**WHAT NEEDS TO BE DONE**
All entries below are to be written out again exactly, but no picture is to be copied.

**AVAILABLE DATA**
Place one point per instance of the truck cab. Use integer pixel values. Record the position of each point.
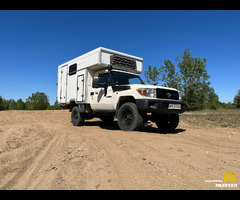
(111, 88)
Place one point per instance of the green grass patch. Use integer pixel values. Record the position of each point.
(220, 118)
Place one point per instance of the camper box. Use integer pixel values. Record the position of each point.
(75, 76)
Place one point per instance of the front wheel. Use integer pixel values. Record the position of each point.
(129, 118)
(77, 119)
(167, 122)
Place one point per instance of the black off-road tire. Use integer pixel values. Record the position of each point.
(108, 119)
(168, 122)
(77, 119)
(129, 118)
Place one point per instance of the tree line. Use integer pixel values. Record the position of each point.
(38, 101)
(192, 79)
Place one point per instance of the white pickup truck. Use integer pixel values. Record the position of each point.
(105, 83)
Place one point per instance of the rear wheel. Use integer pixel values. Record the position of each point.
(167, 122)
(129, 118)
(108, 120)
(77, 119)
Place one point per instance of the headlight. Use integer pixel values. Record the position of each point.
(148, 92)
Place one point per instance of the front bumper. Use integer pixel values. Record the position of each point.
(159, 105)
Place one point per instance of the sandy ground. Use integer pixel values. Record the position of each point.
(42, 150)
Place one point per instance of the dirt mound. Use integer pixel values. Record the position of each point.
(42, 150)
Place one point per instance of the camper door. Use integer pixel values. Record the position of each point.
(63, 84)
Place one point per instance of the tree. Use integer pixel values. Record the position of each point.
(168, 75)
(212, 99)
(12, 104)
(1, 103)
(236, 100)
(194, 80)
(152, 75)
(20, 104)
(38, 101)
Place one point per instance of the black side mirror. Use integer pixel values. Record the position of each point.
(96, 82)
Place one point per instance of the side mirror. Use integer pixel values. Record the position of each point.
(95, 82)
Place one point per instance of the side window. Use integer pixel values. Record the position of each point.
(72, 69)
(104, 78)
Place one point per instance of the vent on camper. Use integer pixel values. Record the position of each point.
(120, 61)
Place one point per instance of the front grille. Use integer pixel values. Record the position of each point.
(167, 94)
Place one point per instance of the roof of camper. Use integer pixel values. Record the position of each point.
(102, 49)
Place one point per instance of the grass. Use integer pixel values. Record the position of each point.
(220, 118)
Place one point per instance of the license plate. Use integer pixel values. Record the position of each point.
(174, 106)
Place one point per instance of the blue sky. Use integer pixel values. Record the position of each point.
(34, 43)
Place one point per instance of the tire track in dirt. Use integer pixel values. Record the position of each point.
(28, 175)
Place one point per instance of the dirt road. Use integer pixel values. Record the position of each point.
(42, 150)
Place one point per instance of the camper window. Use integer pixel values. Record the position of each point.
(72, 69)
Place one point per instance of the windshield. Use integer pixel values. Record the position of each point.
(121, 78)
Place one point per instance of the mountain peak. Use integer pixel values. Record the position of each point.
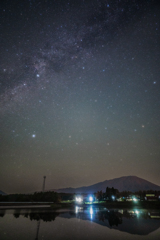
(125, 183)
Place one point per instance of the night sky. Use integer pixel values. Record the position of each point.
(79, 92)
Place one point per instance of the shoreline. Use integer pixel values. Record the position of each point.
(110, 205)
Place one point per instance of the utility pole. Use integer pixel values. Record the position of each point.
(44, 183)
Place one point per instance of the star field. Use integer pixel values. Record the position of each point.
(79, 92)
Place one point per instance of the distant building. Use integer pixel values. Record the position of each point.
(151, 197)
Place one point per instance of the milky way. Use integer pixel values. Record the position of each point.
(79, 92)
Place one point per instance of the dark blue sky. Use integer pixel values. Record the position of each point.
(79, 92)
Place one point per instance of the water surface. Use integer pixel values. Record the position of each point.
(79, 223)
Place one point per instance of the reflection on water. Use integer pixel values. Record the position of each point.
(133, 222)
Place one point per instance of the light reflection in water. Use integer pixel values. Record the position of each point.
(91, 212)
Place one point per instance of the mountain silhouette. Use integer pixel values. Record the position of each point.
(127, 183)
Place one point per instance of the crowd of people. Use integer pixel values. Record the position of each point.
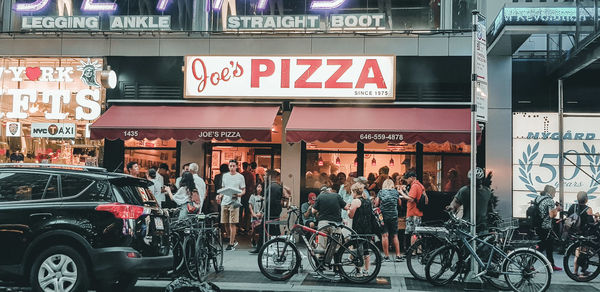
(348, 200)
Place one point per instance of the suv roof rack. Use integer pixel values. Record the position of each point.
(60, 166)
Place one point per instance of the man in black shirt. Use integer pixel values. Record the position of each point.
(274, 195)
(328, 208)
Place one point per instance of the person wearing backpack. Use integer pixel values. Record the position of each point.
(388, 199)
(413, 214)
(580, 214)
(483, 207)
(548, 210)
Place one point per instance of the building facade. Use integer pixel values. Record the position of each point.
(310, 69)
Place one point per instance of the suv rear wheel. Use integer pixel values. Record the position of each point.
(59, 268)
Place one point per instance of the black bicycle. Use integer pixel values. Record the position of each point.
(581, 261)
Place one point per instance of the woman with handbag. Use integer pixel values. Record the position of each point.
(187, 197)
(361, 212)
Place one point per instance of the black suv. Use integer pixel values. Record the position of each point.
(71, 228)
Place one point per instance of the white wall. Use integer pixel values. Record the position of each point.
(499, 131)
(290, 164)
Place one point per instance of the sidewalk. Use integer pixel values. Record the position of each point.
(242, 274)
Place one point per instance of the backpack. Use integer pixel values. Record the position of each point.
(422, 202)
(573, 222)
(377, 222)
(533, 212)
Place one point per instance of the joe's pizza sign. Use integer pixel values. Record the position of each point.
(287, 77)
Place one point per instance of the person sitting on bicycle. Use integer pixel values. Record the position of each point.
(257, 212)
(328, 208)
(586, 217)
(484, 206)
(308, 216)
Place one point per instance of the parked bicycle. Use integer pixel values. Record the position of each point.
(523, 269)
(581, 261)
(196, 242)
(335, 252)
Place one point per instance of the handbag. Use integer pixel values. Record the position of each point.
(377, 222)
(235, 203)
(192, 208)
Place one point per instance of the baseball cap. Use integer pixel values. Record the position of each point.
(410, 174)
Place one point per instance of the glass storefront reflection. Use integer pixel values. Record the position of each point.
(223, 15)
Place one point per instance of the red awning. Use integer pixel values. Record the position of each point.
(186, 122)
(353, 124)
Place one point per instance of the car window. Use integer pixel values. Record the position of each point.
(52, 188)
(20, 186)
(132, 192)
(74, 185)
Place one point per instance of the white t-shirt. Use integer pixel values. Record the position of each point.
(157, 190)
(201, 187)
(232, 181)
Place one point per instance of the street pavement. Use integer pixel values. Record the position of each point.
(242, 274)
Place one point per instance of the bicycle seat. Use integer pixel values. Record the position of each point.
(336, 225)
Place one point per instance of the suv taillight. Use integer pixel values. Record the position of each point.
(124, 211)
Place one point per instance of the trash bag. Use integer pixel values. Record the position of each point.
(184, 284)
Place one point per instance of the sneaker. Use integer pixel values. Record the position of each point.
(556, 269)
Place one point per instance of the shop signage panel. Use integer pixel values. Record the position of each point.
(53, 130)
(54, 23)
(39, 90)
(276, 22)
(13, 129)
(536, 157)
(289, 77)
(140, 22)
(357, 21)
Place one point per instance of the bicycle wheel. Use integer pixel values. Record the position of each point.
(358, 261)
(189, 254)
(494, 275)
(418, 255)
(443, 265)
(216, 246)
(202, 259)
(587, 259)
(278, 259)
(527, 270)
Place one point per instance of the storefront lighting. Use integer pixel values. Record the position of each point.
(108, 78)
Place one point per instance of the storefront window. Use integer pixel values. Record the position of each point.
(266, 157)
(447, 173)
(329, 168)
(46, 107)
(152, 153)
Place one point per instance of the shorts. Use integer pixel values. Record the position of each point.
(412, 223)
(390, 226)
(230, 214)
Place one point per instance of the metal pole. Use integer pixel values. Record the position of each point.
(561, 149)
(473, 186)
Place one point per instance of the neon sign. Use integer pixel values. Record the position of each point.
(94, 6)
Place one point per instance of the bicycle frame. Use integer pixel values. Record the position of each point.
(467, 239)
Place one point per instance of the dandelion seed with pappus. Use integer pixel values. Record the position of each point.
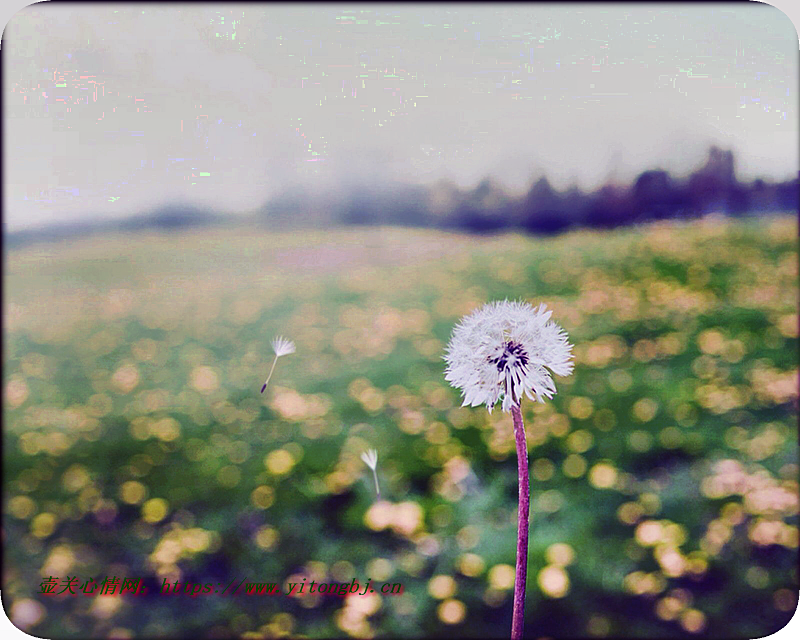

**ANSWER FOR THE TASK**
Place one point per instance of the truck cab. Use integer pixel values. Record the position of each point.
(111, 88)
Place one point per instance of the green grass patch. Use integer pixel values. Record the position of each point.
(220, 118)
Place one point per instance of the camper box. Use integer pixel values. Record the position of each point.
(75, 76)
Place one point per instance of the front wheel. Use integer pixel values. Record the position of each point.
(129, 118)
(77, 119)
(167, 122)
Place one point per instance of the black off-road tire. Use integer pixel values. Record the position of each point.
(108, 119)
(168, 122)
(77, 119)
(129, 118)
Place one point per instance of the tree line. Use integer pixel values. Record the position of each point.
(38, 101)
(192, 79)
Place one point per instance of the white pickup truck. Use integer pixel values. Record the position of each point.
(105, 83)
Place one point per instance of the rear wheel. Use integer pixel values. Record the position of each point.
(167, 122)
(129, 118)
(108, 120)
(77, 119)
Place one point per instance of the headlight. Use integer pixel values. Record the position of each point.
(148, 92)
Place one point per instance of the front bumper. Use integer pixel values. Record the position of each point.
(159, 105)
Place one point per instance of the sandy ground. Use integer pixel values. Record the position of each point.
(42, 150)
Place one point per instance of the dirt mound. Use integer pixel values. Record the position of each point.
(42, 150)
Place one point per instance of the camper door. Use integer pixel values. Record the position of each point.
(63, 84)
Place one point per instance of the tree. Use integer pixel values. Record the position of each point.
(168, 75)
(212, 99)
(12, 104)
(1, 103)
(236, 100)
(194, 80)
(152, 75)
(20, 104)
(38, 101)
Place one point per instance of the black side mirror. Use integer pixel values. Record the position of each point.
(96, 82)
Place one point per instance of the side mirror. Use integer pixel values. Record the position of each point.
(95, 82)
Place one point per instance of the side window. Use integer pixel values. Record the position of each point.
(72, 69)
(104, 78)
Place one point per instance of the vent on camper. Use integer pixel values. Record the position of each point.
(120, 61)
Place one point per instance of the front grille. Use integer pixel values. Record the position of each point.
(167, 94)
Place one point per instance of the roof of camper. Use integer pixel values. Record the position of each point.
(102, 49)
Place one point per instance of the grass. Use integer pixel values. Record the position of each point.
(220, 118)
Place one point per instance of the license plate. Use integer pixel values. Record the position of each point.
(174, 106)
Place one point per instance of the blue sky. Use integer pixel values. Record the position of each point.
(34, 43)
Place one point per instance of the tire track in dirt. Use integer pixel values. Record the position of each point.
(28, 175)
Place one point per instance of the dirt road. Use integer pixel values. Record the position of each point.
(42, 150)
Place one point per instance of the camper window. Use integer pixel values. Record the position of each point.
(72, 69)
Place one point per instance of the windshield. Use integer pixel values. Record the position of each point.
(121, 78)
Place one point per instance of the mountain peak. Use integer pixel values. Record the position of each point.
(125, 183)
Place one point per instance of the night sky. Use integer pixel values. Record the position of each point.
(79, 92)
Place one point per instance of the shoreline. Use integer pixel values. Record the position of each point.
(110, 205)
Place one point per instance of the utility pole. Use integer pixel values. Record the position of each point.
(44, 183)
Place one point per instance of the star field. Use integer pixel values. Record the position of each point.
(79, 92)
Place one point per instance of the distant building. Use integer pixel values. Record the position of each point.
(151, 197)
Place one point per instance of the milky way. Use integer pixel values. Record the position of each point.
(79, 92)
Place one point per instance of the dark blue sky. Use integer pixel values. Record the position of each point.
(79, 92)
Place one point per instance of the water surface. Use integer pixel values. Record the position of each point.
(79, 223)
Place one point per instance of the reflection on water. Use integer pixel values. Record the position of each point.
(133, 222)
Place one point per instance of the light reflection in water. Use integer pixel values. Record the position of each point.
(91, 212)
Place one point per instance of the mountain silhouette. Use integer pixel values. Record the position of each point.
(127, 183)
Place one point per instance of the crowd of people. Use integer pixel values. Record the position of each point.
(348, 200)
Place one point per instance of the suv roof rack. Use integer pixel values. Record the position of each point.
(60, 166)
Place one point per instance of the man in black shirt. Use integer pixel values. Record the position of each point.
(274, 195)
(328, 208)
Place one point per instance of the person wearing backpack. Use integer pixel values. Record the position of each point.
(388, 199)
(413, 214)
(580, 214)
(483, 207)
(548, 210)
Place one point per instance of the building facade. Use integer pixel values. Record the position of each point.
(310, 69)
Place one point per instance of the suv rear wheel. Use integer pixel values. Record the position of each point.
(59, 268)
Place one point per instance of the black bicycle. Use integer pixel values. Record the position of each point.
(581, 261)
Place one point per instance of the woman with handbag. Use integer pixel values. Record the position of each point.
(187, 197)
(361, 212)
Place one point per instance of the black suv. Use integer pixel values. Record the position of each point.
(71, 228)
Place one point per instance of the white wall. Use integer pixel values. Record the position of each point.
(499, 131)
(290, 164)
Place one point per instance of the sidewalk. Use integer pixel values. Record the position of each point.
(242, 274)
Place one point per instance of the backpack. Use integer pixel values. Record the position of each point.
(422, 202)
(573, 222)
(377, 222)
(533, 212)
Place one point per instance of the joe's pizza sign. Use integer pixel values. Record the position of each point.
(287, 77)
Place one point per instance of the person sitting on bicycle. Use integer pixel values. Record the position of each point.
(257, 212)
(328, 208)
(586, 217)
(484, 206)
(308, 216)
Place one point per instance of the parked bicycle. Use integer pixel values. Record the position of each point.
(523, 269)
(581, 261)
(196, 242)
(335, 252)
Place one point per instance of the handbag. Use integer pixel values. Record the position of each point.
(377, 222)
(235, 203)
(192, 208)
Place one point per instance of the baseball cap. Use integer pixel values. Record the position of each point.
(410, 174)
Place one point per instance of the glass storefront reflection. Use integer pixel values. Record the position of each point.
(223, 15)
Place one point per instance of the red awning. Use integer pixel values. Record the position of each point.
(186, 122)
(353, 124)
Place one point per instance of the car window. Use integer pixel values. Record the position of each point.
(52, 188)
(20, 186)
(132, 192)
(74, 185)
Place one point per instance of the white t-shirt. Use integer pixel values. Record the position of each point.
(157, 190)
(201, 187)
(232, 181)
Place one point per instance of the street pavement. Use integer pixel values. Record the position of each point.
(242, 274)
Place one point per instance of the bicycle seat. Use integer pixel values. Record the position of each point.
(336, 225)
Place one point per instance of the suv taillight. Use integer pixel values. Record the position of each point.
(124, 211)
Place one point per instance of the trash bag. Use integer pixel values. Record the position of each point.
(184, 284)
Place one point per instance of the sneaker. Use integer pixel values. Record the position of each point.
(556, 269)
Place one point per instance of the shop signage panel. Use integer pixel values. Record the position of each point.
(53, 130)
(54, 23)
(39, 90)
(276, 22)
(13, 129)
(536, 157)
(289, 77)
(140, 22)
(357, 21)
Place one point per instance of the bicycle wheel. Use integer pixel values. Record the position of each point.
(358, 261)
(189, 254)
(494, 275)
(418, 255)
(443, 265)
(216, 246)
(202, 259)
(587, 259)
(278, 259)
(527, 270)
Place one point per instance of the storefront lighting. Use integer pixel values. Record the position of each point.
(108, 78)
Place one point per instance of the storefront window. Use integer pixel values. Record the position of each point.
(266, 157)
(447, 173)
(329, 168)
(46, 107)
(152, 153)
Place one point per instance of the shorts. Use integer pixel values. Record the position of each point.
(412, 223)
(390, 226)
(230, 214)
Place one point per instance of the metal pole. Use integer pixel values. Record the position of each point.
(561, 149)
(473, 186)
Place one point per instance of the neon sign. Use integer pixel values. Record the position of each point.
(94, 6)
Place one point per instance of the bicycle frame. Use integer pixel values. Record the position of each point.
(467, 239)
Place one point per instance of the dandelion seed with pappus. Use integer pixel values. Record the position of each point.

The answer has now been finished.